* **What is asked**:
• 1. In the travel behavior change text, what name is TBhC given in Europe?
• 2. Echo the stretch from "TBhC measures include, among" through "cycling and so on." in the travel behavior change text, word for word.

* **Extract provided**:
# # # # #
Travel Behaviour Change

'Travel Behaviour Change' (TBhC) programmes aim to encourage voluntary change in travel behaviour by providing incentives for people to utilise sustainable modes of travel and reducing the overall requirement for travel. TBhC has different names in different countries, such as "soft measures" in the UK and OECD, and "mobility management" in Europe. Such programmes generally employ education-, planning- and/or marketing-based techniques. TBhC is part of a wider area of work, Travel Demand Management (TDM), which is a generic term for strategies used to reduce demand for road-based travel and improve energy efficiency in the transport sector.

TBhC measures include, among other things:

  • Workplace based initiatives: workplace travel plans; guaranteed ride home; ride share; flexible working hours; improved public transport services; parking management and supply
  • Substitutes for travel: teleworking, home shopping
  • Community-based initiatives: information, marketing, and education programmes, car clubs / car sharing
  • Household/Individual initiatives: encourage efficient travel decisions
  • School travel initiatives
  • cycling to work initiatives, such as Pinnacle Research & Policy Ltd's Bike Now programme
  • implementation of 'slow zone' (traffic calming; managing speed; and other measures) designed to create a friendlier environment for walking, cycling and so on.
# # # # #
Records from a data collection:

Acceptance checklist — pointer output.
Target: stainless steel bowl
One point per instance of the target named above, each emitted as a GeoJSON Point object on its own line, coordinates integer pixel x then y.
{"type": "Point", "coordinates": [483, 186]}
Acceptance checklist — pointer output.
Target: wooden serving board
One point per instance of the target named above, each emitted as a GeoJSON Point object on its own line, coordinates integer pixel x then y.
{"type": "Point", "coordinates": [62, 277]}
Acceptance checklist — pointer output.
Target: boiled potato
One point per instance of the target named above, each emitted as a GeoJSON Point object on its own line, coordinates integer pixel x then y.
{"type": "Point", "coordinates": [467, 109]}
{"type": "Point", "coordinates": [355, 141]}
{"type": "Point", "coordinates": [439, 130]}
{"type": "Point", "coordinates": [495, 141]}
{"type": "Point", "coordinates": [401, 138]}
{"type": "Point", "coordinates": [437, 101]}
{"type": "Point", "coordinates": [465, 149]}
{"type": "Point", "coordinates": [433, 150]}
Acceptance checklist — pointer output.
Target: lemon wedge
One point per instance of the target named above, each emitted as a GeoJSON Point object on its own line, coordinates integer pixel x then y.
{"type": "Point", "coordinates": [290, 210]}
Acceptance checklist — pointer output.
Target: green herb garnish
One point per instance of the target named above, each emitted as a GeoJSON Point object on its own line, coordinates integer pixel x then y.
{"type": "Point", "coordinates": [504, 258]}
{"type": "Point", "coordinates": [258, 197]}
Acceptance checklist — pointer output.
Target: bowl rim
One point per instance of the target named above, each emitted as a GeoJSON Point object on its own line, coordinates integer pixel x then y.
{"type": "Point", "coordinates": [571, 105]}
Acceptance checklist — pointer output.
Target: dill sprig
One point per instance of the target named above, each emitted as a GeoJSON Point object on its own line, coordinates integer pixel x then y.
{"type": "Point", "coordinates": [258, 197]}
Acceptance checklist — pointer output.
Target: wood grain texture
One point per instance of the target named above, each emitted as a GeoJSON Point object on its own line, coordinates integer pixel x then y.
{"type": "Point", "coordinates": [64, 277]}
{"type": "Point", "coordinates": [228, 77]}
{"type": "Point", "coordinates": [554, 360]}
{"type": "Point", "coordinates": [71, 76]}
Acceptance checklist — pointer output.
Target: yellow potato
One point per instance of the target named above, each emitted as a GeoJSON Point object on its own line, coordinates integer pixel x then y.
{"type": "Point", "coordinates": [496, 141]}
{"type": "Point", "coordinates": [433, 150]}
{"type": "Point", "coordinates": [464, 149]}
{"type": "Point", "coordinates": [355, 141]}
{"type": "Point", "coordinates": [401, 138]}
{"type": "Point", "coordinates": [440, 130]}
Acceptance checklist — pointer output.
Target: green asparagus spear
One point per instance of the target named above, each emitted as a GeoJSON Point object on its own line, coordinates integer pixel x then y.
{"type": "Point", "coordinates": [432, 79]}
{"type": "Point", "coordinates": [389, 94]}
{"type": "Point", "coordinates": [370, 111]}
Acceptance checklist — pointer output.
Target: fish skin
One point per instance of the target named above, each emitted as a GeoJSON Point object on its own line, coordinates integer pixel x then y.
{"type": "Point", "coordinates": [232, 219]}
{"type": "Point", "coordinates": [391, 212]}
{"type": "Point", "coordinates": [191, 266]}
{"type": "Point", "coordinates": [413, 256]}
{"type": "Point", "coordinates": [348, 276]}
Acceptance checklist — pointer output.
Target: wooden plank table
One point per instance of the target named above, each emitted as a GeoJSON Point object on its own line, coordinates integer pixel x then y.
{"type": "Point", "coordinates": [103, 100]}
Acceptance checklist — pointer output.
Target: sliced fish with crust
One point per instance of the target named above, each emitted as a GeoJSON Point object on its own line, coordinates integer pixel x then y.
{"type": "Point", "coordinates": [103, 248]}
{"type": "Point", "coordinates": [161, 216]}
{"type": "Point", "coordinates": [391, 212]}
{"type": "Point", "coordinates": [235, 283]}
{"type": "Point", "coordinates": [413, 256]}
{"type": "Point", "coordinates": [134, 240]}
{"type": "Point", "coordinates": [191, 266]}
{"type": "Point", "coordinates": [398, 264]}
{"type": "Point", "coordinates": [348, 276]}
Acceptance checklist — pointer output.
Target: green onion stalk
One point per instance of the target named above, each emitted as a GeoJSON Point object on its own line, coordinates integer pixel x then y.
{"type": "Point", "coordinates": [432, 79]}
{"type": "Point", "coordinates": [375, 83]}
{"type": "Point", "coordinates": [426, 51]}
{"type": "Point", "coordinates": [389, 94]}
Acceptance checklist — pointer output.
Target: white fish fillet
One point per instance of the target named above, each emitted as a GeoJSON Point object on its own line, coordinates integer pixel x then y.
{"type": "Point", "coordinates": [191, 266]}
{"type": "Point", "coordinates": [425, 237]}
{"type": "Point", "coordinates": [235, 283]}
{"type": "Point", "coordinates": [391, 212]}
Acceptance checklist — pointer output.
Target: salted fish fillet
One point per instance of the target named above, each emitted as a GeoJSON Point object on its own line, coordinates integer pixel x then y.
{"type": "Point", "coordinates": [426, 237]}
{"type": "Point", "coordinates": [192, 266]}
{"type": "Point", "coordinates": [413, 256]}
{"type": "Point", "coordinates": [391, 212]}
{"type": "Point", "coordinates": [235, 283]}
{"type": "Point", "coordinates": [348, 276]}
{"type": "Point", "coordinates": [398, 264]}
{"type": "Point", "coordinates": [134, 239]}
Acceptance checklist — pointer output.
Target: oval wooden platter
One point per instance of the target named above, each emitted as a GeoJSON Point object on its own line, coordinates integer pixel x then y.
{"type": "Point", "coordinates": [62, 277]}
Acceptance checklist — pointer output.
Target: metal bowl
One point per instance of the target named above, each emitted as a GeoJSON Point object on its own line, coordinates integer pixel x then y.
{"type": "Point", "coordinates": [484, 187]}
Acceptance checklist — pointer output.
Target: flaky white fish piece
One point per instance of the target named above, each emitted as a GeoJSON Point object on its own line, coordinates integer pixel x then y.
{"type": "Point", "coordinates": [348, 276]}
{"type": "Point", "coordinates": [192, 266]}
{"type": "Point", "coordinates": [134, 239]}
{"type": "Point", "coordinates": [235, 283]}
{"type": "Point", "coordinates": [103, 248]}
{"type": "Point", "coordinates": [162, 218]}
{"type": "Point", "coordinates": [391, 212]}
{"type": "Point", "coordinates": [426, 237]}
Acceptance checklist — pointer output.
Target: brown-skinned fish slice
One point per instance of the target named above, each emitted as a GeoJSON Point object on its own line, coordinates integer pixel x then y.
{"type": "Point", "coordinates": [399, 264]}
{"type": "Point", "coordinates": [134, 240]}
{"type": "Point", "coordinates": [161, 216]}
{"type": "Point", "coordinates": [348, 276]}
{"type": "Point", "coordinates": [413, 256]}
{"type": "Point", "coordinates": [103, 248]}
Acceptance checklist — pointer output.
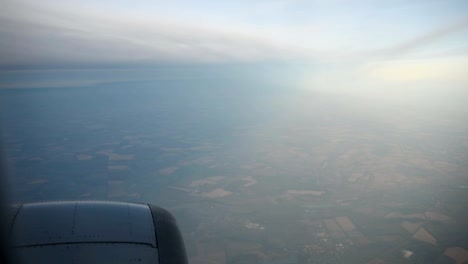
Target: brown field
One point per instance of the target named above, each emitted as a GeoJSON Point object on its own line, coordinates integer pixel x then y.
{"type": "Point", "coordinates": [425, 236]}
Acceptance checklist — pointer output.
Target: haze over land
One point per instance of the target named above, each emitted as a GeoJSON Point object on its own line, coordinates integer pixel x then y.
{"type": "Point", "coordinates": [276, 132]}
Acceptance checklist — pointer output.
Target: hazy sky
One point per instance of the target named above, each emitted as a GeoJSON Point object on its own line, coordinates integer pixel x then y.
{"type": "Point", "coordinates": [353, 43]}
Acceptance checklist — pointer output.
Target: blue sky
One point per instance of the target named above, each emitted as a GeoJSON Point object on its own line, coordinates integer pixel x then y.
{"type": "Point", "coordinates": [358, 43]}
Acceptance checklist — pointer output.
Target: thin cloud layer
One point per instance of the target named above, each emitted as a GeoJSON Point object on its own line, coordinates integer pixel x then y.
{"type": "Point", "coordinates": [86, 33]}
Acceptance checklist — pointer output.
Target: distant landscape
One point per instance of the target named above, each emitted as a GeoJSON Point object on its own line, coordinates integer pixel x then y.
{"type": "Point", "coordinates": [252, 175]}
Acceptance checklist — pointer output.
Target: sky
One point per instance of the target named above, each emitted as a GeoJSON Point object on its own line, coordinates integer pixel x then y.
{"type": "Point", "coordinates": [332, 45]}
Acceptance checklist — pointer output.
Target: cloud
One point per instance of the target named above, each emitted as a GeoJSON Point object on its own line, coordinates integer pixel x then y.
{"type": "Point", "coordinates": [45, 36]}
{"type": "Point", "coordinates": [423, 40]}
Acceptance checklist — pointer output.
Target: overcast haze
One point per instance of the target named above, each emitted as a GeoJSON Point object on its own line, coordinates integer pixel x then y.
{"type": "Point", "coordinates": [319, 131]}
{"type": "Point", "coordinates": [363, 47]}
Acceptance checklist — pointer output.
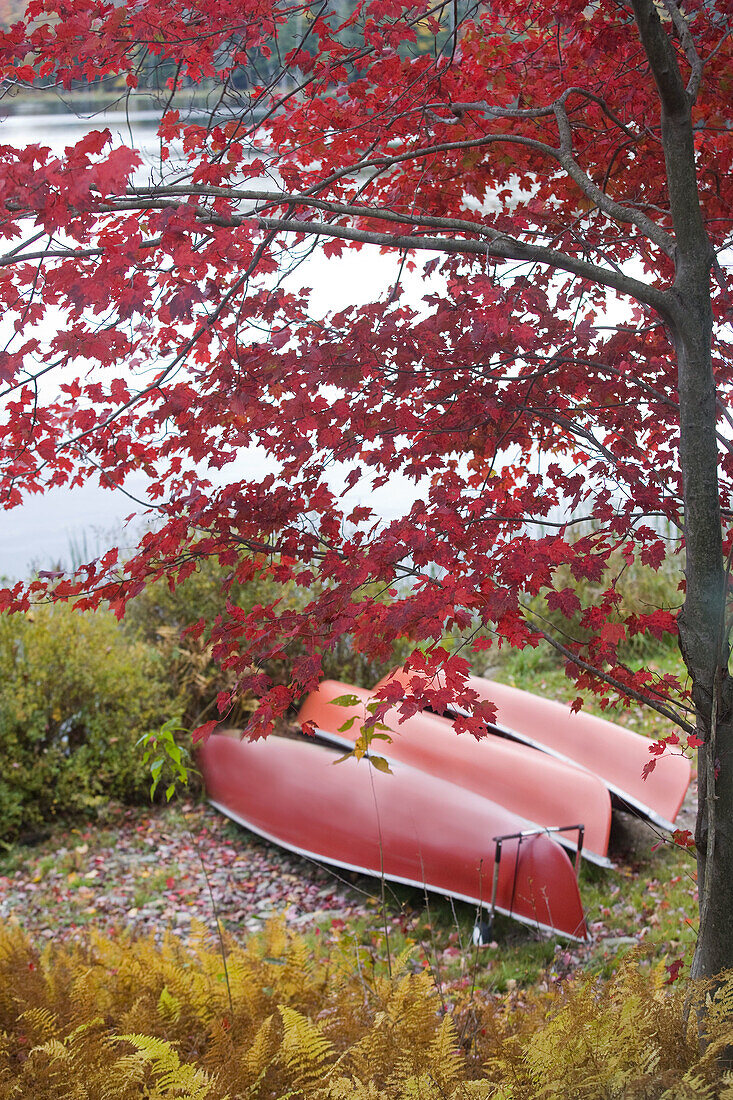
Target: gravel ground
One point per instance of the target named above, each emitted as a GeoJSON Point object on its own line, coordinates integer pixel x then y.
{"type": "Point", "coordinates": [148, 871]}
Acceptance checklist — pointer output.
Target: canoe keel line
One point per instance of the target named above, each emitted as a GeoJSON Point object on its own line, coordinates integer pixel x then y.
{"type": "Point", "coordinates": [407, 826]}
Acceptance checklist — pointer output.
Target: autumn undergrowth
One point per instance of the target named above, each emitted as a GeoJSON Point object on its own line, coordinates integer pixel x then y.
{"type": "Point", "coordinates": [111, 1019]}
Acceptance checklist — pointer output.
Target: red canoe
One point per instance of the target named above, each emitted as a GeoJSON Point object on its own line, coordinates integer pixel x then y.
{"type": "Point", "coordinates": [407, 825]}
{"type": "Point", "coordinates": [612, 752]}
{"type": "Point", "coordinates": [528, 783]}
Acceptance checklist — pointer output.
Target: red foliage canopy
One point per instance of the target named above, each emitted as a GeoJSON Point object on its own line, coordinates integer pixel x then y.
{"type": "Point", "coordinates": [512, 157]}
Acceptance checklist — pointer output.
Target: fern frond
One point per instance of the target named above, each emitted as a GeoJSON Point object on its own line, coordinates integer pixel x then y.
{"type": "Point", "coordinates": [171, 1074]}
{"type": "Point", "coordinates": [305, 1052]}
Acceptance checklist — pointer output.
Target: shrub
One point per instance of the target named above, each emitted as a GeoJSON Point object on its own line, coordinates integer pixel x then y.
{"type": "Point", "coordinates": [160, 615]}
{"type": "Point", "coordinates": [75, 696]}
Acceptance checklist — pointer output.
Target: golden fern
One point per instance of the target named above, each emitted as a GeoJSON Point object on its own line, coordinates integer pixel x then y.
{"type": "Point", "coordinates": [172, 1076]}
{"type": "Point", "coordinates": [305, 1052]}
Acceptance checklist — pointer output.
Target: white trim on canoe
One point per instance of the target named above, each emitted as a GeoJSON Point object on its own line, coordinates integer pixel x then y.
{"type": "Point", "coordinates": [624, 796]}
{"type": "Point", "coordinates": [480, 903]}
{"type": "Point", "coordinates": [592, 857]}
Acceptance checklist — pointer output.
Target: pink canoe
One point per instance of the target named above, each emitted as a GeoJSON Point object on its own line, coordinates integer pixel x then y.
{"type": "Point", "coordinates": [612, 752]}
{"type": "Point", "coordinates": [531, 784]}
{"type": "Point", "coordinates": [408, 826]}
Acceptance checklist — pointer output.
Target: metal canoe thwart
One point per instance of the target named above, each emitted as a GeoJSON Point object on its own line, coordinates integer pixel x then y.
{"type": "Point", "coordinates": [409, 826]}
{"type": "Point", "coordinates": [532, 784]}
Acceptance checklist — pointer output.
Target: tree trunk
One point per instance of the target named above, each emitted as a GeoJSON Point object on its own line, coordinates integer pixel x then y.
{"type": "Point", "coordinates": [703, 639]}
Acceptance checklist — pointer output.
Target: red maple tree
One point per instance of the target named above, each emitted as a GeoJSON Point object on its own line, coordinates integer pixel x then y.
{"type": "Point", "coordinates": [560, 165]}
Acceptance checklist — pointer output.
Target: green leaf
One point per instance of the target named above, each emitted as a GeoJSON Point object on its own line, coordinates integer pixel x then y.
{"type": "Point", "coordinates": [380, 763]}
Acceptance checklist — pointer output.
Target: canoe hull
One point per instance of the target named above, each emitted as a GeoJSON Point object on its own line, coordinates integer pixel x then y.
{"type": "Point", "coordinates": [615, 755]}
{"type": "Point", "coordinates": [407, 826]}
{"type": "Point", "coordinates": [528, 783]}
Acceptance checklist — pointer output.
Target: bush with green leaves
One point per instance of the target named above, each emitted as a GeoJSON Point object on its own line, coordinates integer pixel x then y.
{"type": "Point", "coordinates": [160, 615]}
{"type": "Point", "coordinates": [76, 694]}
# # # # #
* **Final results**:
• 1. Mobility management.

• 2.
TBhC measures include, among other things:

  • Workplace based initiatives: workplace travel plans; guaranteed ride home; ride share; flexible working hours; improved public transport services; parking management and supply
  • Substitutes for travel: teleworking, home shopping
  • Community-based initiatives: information, marketing, and education programmes, car clubs / car sharing
  • Household/Individual initiatives: encourage efficient travel decisions
  • School travel initiatives
  • cycling to work initiatives, such as Pinnacle Research & Policy Ltd's Bike Now programme
  • implementation of 'slow zone' (traffic calming; managing speed; and other measures) designed to create a friendlier environment for walking, cycling and so on.